===== Data supplied
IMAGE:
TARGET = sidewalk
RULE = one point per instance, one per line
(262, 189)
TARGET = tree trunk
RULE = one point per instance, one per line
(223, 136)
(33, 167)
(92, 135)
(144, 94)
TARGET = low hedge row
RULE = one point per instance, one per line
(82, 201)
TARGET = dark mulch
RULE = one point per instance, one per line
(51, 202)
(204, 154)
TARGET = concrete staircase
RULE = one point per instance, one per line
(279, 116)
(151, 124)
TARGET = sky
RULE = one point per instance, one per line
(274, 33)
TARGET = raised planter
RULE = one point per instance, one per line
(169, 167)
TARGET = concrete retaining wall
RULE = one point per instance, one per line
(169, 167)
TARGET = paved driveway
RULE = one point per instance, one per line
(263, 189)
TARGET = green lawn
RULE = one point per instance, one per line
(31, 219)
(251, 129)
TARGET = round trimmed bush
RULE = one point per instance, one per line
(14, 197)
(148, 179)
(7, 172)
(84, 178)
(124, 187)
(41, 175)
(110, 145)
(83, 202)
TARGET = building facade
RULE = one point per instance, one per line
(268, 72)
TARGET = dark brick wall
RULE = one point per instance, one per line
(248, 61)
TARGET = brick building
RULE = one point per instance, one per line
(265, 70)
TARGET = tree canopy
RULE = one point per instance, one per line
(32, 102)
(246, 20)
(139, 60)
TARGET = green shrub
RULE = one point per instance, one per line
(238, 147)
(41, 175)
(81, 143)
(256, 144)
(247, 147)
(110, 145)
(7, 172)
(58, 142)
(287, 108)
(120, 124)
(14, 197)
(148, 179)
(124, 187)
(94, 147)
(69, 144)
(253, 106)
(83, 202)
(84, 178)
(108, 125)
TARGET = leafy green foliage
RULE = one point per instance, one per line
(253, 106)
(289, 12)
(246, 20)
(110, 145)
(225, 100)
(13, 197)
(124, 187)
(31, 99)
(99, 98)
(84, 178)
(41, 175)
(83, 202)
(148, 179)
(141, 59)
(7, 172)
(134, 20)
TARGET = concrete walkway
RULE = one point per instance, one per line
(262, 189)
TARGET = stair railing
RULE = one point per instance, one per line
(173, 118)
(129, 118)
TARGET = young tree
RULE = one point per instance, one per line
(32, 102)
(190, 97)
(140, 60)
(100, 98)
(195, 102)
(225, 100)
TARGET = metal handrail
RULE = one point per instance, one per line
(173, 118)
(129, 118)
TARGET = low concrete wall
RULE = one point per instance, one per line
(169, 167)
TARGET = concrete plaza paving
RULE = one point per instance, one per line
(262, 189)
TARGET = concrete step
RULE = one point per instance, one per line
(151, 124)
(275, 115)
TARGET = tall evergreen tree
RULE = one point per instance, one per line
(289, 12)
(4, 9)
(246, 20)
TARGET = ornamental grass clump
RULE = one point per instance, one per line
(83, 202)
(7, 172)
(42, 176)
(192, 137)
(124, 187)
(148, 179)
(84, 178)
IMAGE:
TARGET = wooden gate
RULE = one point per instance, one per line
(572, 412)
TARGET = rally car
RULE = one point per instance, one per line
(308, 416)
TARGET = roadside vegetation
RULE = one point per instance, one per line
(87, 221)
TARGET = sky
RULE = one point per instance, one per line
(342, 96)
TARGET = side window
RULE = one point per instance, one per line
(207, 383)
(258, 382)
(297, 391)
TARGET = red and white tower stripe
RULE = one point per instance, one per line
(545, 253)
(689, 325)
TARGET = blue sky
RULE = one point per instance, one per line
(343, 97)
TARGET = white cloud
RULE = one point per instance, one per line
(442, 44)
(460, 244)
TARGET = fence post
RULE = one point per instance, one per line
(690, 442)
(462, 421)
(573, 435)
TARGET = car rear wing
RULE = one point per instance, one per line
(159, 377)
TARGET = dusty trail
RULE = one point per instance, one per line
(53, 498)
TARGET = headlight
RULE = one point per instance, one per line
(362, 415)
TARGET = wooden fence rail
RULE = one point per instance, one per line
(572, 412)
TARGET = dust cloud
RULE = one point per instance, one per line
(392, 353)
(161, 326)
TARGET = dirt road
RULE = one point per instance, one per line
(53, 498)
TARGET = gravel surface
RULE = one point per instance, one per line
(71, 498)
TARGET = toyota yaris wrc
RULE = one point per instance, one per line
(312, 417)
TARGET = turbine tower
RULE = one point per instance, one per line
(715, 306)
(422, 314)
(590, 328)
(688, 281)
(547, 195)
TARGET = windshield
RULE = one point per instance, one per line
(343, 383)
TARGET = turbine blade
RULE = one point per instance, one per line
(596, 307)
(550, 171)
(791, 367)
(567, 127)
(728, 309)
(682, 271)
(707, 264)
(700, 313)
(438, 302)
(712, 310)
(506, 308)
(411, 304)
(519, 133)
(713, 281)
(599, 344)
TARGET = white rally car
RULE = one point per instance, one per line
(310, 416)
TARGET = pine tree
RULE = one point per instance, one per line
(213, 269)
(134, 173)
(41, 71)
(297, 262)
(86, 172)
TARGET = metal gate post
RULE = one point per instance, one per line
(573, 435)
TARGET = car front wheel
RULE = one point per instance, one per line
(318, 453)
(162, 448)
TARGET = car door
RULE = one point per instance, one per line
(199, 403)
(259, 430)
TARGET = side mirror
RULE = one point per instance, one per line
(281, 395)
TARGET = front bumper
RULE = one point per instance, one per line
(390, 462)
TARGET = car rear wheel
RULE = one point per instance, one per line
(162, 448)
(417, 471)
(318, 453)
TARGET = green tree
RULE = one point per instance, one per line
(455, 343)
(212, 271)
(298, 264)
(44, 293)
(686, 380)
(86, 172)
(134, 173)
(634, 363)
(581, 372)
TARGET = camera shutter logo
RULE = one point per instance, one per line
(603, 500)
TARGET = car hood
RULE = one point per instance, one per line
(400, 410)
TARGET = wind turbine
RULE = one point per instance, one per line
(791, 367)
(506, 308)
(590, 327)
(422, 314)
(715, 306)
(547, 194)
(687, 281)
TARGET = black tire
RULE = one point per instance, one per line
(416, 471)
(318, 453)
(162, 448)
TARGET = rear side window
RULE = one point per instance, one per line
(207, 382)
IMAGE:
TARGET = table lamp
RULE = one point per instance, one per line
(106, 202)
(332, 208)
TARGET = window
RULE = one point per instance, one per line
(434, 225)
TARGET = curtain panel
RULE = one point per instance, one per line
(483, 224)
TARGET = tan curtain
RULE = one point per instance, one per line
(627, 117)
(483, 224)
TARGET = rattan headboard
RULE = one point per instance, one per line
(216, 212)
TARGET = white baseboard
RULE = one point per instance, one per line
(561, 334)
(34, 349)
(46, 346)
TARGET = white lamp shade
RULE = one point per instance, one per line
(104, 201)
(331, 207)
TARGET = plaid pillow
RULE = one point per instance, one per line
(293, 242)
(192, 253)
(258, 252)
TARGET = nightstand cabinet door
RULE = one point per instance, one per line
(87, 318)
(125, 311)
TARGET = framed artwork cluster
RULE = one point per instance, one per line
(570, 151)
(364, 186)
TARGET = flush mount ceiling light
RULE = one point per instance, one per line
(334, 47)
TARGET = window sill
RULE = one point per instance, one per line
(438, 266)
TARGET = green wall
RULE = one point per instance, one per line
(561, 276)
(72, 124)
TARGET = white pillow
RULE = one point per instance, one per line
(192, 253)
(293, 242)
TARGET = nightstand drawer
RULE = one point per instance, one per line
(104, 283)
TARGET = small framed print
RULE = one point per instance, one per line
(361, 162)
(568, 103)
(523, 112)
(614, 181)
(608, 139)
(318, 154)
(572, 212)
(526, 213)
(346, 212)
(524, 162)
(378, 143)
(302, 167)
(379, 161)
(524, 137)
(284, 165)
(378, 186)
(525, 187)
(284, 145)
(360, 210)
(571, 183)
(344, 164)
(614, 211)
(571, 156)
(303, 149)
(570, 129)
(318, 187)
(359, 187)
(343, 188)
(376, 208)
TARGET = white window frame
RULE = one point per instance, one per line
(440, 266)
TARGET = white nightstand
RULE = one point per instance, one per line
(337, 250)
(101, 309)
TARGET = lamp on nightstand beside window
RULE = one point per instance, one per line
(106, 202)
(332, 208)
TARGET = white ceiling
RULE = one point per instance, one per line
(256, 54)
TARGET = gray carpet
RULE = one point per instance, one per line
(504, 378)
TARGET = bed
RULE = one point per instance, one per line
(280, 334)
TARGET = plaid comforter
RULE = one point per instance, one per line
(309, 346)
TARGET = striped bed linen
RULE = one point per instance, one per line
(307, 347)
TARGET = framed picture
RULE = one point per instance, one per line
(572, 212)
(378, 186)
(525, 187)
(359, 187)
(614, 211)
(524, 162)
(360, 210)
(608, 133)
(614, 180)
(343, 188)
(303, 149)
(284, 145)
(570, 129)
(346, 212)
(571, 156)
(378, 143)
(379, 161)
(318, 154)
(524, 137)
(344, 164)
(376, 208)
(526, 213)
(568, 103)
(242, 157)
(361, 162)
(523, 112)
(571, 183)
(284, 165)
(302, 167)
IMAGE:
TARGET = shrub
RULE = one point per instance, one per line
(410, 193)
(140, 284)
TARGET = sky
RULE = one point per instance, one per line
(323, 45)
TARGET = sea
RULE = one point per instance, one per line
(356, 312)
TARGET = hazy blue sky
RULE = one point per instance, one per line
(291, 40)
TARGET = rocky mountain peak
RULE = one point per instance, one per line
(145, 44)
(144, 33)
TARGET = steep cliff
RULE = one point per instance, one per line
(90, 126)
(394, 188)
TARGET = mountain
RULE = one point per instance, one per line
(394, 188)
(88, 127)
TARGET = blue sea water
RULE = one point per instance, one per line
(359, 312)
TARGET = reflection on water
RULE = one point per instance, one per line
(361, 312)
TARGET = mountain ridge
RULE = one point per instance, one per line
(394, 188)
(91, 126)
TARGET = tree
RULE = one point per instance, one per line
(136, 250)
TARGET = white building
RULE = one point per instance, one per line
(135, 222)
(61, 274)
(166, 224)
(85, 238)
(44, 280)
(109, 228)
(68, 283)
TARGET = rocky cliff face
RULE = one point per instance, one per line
==========
What you will do: All that belongs in the answer is the lines from the start of the entries above through the line containing "TARGET = brick building", each given exactly.

Output:
IMAGE:
TARGET = sidewalk
RULE = one point per instance, one per line
(262, 189)
TARGET = tree trunk
RULE = one point per instance, one per line
(223, 136)
(33, 167)
(92, 135)
(144, 94)
TARGET = low hedge row
RULE = one point per instance, one per line
(82, 201)
TARGET = dark mulch
RULE = one point per instance, one per line
(51, 202)
(204, 154)
TARGET = concrete staircase
RULE = one point per instance, one per line
(279, 116)
(151, 124)
TARGET = sky
RULE = one point per instance, one per line
(274, 33)
TARGET = raised planter
RULE = one point per instance, one per line
(169, 167)
TARGET = concrete retaining wall
RULE = one point per instance, one per line
(169, 167)
TARGET = paved driveway
RULE = one point per instance, one per line
(263, 189)
TARGET = green lawn
RULE = one point per instance, one per line
(31, 219)
(251, 129)
TARGET = round trimmed bush
RULE = one point per instance, one per line
(14, 197)
(148, 179)
(7, 172)
(84, 178)
(124, 187)
(41, 175)
(110, 145)
(83, 202)
TARGET = building facade
RULE = one point per instance, one per line
(268, 72)
TARGET = dark brick wall
RULE = one point per instance, one per line
(248, 61)
TARGET = brick building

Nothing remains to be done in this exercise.